**Supplied records:**

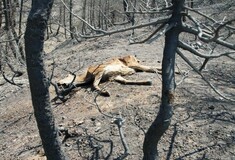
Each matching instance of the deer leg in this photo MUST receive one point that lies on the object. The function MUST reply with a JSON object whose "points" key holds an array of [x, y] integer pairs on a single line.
{"points": [[122, 80], [96, 83], [144, 68]]}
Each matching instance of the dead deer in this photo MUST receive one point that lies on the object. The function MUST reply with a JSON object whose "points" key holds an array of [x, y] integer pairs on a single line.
{"points": [[112, 70]]}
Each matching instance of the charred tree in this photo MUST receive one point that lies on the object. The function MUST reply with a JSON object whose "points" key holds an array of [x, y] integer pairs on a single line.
{"points": [[39, 83], [163, 119]]}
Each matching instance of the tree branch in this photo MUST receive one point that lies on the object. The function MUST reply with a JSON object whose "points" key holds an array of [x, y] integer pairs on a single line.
{"points": [[198, 72]]}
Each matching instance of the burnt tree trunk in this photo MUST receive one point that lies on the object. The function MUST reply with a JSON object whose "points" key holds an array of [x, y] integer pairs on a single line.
{"points": [[39, 83], [163, 119]]}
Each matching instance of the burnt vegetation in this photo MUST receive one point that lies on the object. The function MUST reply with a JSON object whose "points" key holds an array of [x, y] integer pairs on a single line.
{"points": [[198, 44]]}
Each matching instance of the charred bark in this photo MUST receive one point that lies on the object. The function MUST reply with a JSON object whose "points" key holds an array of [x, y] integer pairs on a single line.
{"points": [[39, 83], [163, 119]]}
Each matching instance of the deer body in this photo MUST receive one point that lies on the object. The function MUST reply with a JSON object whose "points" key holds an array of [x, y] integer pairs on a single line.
{"points": [[113, 69]]}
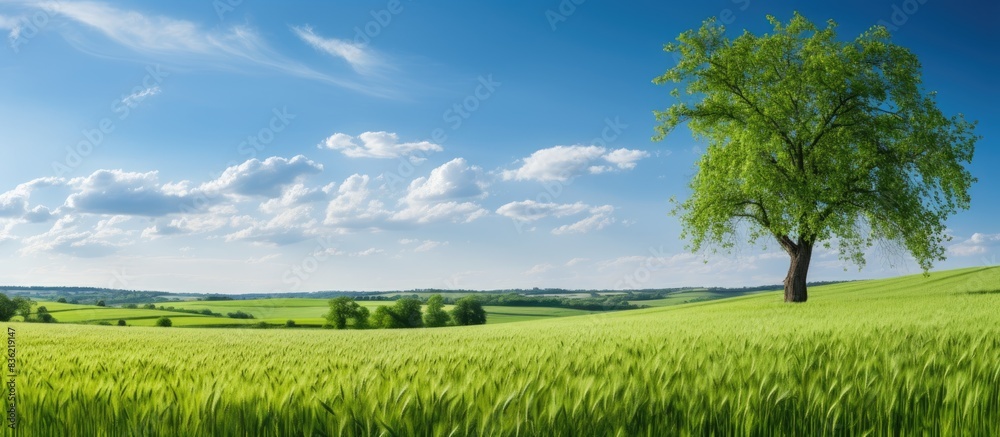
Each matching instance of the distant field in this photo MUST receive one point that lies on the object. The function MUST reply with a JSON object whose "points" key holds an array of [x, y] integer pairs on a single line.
{"points": [[682, 297], [906, 356], [305, 312]]}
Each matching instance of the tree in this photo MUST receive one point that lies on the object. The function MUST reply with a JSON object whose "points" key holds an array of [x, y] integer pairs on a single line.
{"points": [[7, 308], [344, 309], [405, 313], [23, 306], [41, 316], [435, 316], [383, 319], [814, 140], [407, 310], [468, 311]]}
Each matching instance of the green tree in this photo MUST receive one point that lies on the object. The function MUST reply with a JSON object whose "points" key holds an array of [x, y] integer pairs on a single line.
{"points": [[468, 311], [7, 308], [405, 313], [383, 318], [812, 140], [435, 315], [23, 306], [344, 309], [407, 310]]}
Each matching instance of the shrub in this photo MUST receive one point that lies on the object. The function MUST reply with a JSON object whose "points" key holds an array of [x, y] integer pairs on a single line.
{"points": [[240, 315]]}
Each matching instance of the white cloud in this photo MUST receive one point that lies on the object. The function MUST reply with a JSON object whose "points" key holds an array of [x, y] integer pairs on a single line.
{"points": [[626, 159], [453, 180], [263, 178], [353, 206], [69, 236], [978, 244], [575, 261], [423, 246], [116, 192], [539, 269], [456, 212], [368, 252], [530, 210], [562, 163], [134, 99], [383, 145], [599, 219], [429, 245], [13, 26], [288, 227], [296, 195], [360, 58], [179, 42]]}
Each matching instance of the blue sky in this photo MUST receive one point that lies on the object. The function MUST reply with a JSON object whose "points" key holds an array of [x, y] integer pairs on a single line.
{"points": [[249, 146]]}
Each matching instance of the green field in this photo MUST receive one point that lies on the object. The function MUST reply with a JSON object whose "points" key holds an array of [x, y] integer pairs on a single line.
{"points": [[305, 312], [907, 356]]}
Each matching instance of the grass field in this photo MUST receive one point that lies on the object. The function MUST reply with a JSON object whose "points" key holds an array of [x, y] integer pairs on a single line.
{"points": [[305, 312], [907, 356]]}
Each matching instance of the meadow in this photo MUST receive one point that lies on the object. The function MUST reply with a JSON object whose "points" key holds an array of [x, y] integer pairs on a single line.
{"points": [[305, 313], [907, 356]]}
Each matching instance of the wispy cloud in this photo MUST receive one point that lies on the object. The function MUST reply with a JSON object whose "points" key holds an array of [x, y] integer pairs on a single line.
{"points": [[179, 42], [562, 163], [359, 57]]}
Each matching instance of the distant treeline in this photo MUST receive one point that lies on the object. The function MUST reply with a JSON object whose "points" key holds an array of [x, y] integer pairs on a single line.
{"points": [[600, 303], [596, 300]]}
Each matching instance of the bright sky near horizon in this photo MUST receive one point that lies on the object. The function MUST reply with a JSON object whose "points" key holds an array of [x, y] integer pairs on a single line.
{"points": [[249, 146]]}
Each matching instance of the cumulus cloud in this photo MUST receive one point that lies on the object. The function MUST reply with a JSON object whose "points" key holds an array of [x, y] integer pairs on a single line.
{"points": [[539, 269], [14, 203], [263, 178], [359, 57], [600, 218], [296, 195], [288, 227], [383, 145], [562, 163], [354, 207], [69, 236], [423, 246], [117, 192], [438, 196], [453, 180]]}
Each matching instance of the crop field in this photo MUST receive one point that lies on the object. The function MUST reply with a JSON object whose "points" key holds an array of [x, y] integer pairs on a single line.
{"points": [[305, 312], [906, 356]]}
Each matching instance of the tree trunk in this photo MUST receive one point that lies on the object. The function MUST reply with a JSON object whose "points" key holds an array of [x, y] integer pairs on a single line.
{"points": [[795, 282]]}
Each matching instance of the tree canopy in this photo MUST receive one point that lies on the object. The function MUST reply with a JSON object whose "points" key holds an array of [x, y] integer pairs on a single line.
{"points": [[468, 311], [815, 140]]}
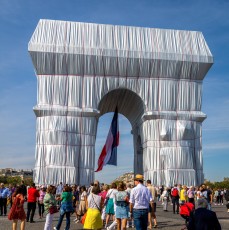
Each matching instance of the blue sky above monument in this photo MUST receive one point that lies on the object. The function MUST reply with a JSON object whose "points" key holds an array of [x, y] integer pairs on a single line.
{"points": [[18, 20]]}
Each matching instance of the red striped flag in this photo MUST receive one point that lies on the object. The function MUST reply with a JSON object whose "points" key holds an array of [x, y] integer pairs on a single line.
{"points": [[109, 151]]}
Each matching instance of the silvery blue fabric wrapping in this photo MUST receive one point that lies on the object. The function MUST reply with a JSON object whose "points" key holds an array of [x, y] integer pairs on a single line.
{"points": [[154, 76]]}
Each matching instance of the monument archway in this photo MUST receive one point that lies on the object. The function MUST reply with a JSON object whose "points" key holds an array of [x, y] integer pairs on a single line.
{"points": [[83, 70]]}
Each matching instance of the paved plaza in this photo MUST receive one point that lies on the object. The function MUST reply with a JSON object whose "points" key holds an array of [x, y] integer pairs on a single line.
{"points": [[166, 220]]}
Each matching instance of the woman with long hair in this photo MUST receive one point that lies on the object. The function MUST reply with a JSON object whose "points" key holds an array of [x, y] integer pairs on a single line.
{"points": [[42, 193], [110, 203], [49, 201], [82, 206], [103, 194], [66, 207], [17, 211], [121, 200], [94, 206]]}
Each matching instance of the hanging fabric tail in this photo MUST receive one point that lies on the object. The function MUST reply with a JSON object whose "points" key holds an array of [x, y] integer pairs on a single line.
{"points": [[109, 151]]}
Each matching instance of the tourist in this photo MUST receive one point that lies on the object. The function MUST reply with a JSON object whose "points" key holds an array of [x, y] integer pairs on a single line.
{"points": [[140, 198], [207, 194], [191, 195], [199, 193], [186, 210], [24, 189], [221, 197], [17, 211], [164, 199], [152, 211], [216, 196], [33, 194], [4, 194], [42, 193], [183, 195], [66, 207], [82, 206], [94, 206], [130, 221], [75, 197], [110, 203], [49, 201], [121, 201], [203, 218], [175, 198], [226, 196], [103, 194]]}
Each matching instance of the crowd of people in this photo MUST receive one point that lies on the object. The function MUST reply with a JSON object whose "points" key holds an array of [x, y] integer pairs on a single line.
{"points": [[116, 206]]}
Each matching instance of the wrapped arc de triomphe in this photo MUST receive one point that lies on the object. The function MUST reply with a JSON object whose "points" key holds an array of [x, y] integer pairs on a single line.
{"points": [[155, 78]]}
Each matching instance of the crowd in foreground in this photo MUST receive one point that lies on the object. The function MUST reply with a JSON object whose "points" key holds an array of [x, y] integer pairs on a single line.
{"points": [[118, 206]]}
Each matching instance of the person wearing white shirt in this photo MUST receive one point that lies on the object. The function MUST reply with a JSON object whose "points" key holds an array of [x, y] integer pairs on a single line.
{"points": [[140, 198]]}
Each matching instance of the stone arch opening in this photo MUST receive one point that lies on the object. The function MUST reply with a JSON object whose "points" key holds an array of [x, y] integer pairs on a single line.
{"points": [[129, 104], [87, 65], [132, 107]]}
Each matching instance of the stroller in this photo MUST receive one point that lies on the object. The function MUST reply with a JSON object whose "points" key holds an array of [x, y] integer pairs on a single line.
{"points": [[185, 211]]}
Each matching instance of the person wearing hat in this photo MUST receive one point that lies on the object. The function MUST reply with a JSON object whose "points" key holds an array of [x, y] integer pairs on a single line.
{"points": [[203, 218], [140, 198]]}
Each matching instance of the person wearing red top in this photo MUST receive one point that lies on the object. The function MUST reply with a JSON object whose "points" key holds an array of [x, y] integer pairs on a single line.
{"points": [[33, 194], [185, 211]]}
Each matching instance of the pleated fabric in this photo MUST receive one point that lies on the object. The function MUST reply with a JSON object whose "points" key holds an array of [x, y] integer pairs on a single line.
{"points": [[155, 78]]}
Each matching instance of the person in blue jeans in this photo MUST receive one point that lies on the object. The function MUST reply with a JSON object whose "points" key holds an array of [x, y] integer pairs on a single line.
{"points": [[66, 207], [140, 198]]}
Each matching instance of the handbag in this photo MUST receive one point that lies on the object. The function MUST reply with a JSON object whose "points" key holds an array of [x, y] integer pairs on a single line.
{"points": [[83, 218], [53, 209]]}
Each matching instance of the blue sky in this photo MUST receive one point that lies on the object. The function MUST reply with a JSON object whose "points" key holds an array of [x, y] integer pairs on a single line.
{"points": [[18, 20]]}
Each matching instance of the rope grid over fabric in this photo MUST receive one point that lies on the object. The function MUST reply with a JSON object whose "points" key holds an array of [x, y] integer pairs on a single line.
{"points": [[154, 76]]}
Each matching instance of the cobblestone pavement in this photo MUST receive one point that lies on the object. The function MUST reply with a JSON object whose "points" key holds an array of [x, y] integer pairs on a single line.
{"points": [[166, 220]]}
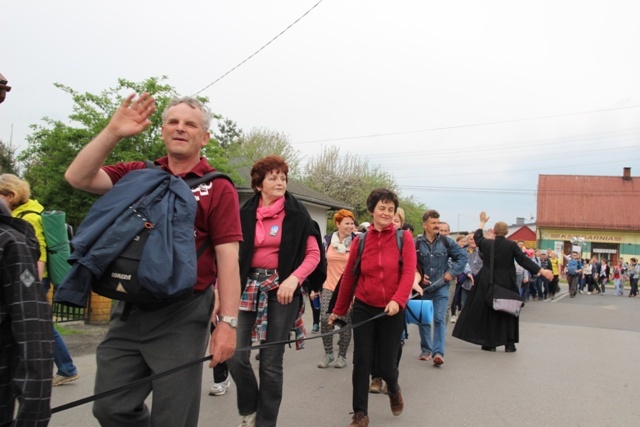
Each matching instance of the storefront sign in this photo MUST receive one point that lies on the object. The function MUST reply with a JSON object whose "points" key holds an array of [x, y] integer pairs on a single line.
{"points": [[587, 237], [604, 251]]}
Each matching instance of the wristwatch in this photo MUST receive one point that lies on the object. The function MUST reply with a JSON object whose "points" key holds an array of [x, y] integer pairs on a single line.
{"points": [[232, 321]]}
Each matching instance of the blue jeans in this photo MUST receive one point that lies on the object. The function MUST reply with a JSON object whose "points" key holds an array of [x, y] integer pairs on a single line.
{"points": [[61, 356], [440, 300], [266, 397]]}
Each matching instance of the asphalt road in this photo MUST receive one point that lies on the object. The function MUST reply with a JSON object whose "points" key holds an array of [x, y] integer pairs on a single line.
{"points": [[575, 366]]}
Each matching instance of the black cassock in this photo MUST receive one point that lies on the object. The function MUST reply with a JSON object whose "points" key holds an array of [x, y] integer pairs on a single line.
{"points": [[478, 322]]}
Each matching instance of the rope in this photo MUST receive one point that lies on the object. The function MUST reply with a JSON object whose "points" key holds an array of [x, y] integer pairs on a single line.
{"points": [[202, 360]]}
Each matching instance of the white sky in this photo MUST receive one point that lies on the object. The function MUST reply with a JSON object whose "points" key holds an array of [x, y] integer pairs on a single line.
{"points": [[379, 78]]}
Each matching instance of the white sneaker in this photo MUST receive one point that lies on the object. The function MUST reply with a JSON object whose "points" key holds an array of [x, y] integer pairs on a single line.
{"points": [[326, 361], [218, 389], [248, 420]]}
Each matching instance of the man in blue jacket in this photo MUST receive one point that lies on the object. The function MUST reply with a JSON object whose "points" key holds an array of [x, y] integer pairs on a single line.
{"points": [[434, 251]]}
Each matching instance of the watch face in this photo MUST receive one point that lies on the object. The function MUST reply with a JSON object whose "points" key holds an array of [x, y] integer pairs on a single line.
{"points": [[232, 321]]}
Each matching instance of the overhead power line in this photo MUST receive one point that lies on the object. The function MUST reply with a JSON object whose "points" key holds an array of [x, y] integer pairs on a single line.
{"points": [[499, 122], [259, 50]]}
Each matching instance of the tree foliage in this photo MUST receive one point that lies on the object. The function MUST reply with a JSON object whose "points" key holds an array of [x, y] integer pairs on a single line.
{"points": [[413, 211], [347, 178], [8, 159], [53, 144], [261, 142]]}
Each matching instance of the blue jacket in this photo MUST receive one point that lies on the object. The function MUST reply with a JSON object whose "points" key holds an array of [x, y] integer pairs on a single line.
{"points": [[433, 258], [140, 197]]}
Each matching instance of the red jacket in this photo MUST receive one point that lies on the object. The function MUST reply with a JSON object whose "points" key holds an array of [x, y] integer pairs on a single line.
{"points": [[381, 279]]}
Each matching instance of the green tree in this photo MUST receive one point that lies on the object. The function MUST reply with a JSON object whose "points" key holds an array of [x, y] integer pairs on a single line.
{"points": [[413, 211], [347, 178], [228, 133], [8, 160], [53, 144], [261, 142]]}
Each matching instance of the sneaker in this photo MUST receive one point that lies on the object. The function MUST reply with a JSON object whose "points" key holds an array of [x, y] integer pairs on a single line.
{"points": [[438, 359], [248, 420], [61, 379], [376, 386], [341, 362], [359, 419], [218, 389], [326, 361], [396, 402]]}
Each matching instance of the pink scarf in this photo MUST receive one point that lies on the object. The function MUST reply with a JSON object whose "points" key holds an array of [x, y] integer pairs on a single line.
{"points": [[264, 213]]}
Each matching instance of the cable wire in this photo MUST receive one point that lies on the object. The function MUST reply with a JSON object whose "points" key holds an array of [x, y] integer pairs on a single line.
{"points": [[498, 122], [259, 50]]}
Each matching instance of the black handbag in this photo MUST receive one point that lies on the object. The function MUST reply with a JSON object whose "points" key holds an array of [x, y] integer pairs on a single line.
{"points": [[503, 299]]}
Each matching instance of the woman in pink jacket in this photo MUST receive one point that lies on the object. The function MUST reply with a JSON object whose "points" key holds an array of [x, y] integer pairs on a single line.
{"points": [[382, 285]]}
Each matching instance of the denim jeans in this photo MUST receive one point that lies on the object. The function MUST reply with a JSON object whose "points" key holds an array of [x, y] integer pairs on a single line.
{"points": [[61, 356], [264, 398], [428, 345]]}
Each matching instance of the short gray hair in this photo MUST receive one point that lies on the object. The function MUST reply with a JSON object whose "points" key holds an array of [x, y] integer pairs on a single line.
{"points": [[193, 103]]}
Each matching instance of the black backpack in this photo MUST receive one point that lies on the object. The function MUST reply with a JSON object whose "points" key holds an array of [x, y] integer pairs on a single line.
{"points": [[356, 267]]}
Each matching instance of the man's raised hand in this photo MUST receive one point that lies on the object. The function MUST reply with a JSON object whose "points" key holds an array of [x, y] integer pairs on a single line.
{"points": [[133, 116]]}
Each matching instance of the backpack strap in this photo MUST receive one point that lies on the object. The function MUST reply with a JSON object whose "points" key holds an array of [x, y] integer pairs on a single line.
{"points": [[194, 181], [23, 213], [444, 241], [400, 244]]}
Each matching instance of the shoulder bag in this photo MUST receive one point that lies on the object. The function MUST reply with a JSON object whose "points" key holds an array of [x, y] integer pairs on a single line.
{"points": [[504, 300]]}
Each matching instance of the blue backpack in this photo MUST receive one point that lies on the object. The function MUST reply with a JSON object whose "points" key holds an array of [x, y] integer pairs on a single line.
{"points": [[145, 254]]}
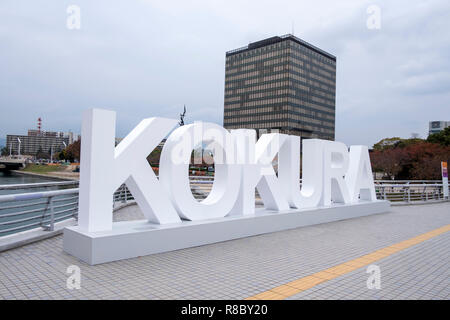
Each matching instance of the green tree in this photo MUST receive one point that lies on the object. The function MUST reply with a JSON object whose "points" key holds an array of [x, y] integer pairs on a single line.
{"points": [[442, 138]]}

**Task details:**
Everything from the line that contains "Each matching instance of the shoulder" to the final line of the data is to be duplicated exactly, both ends included, except the pictures.

**Task solution:**
Each matching instance of the shoulder bag in this photo MUST receive one point that lies on the object. The function MUST reply with a JSON object whose "points" key holds an array of [x, y] integer pairs on a single line.
{"points": [[504, 300]]}
Each matching instance of the blue backpack in this photo MUST receive one point that lies on the object. The function MUST reply with a JSON object whose "points" key holds an array of [x, y] integer pairs on a single line.
{"points": [[145, 254]]}
Each matching instance of the green tree in this photo MUST receive one point that lies on the object. The function MUST reply with a JSON object whose "points" key holds an array of [x, y] integer pairs on a single line.
{"points": [[442, 138]]}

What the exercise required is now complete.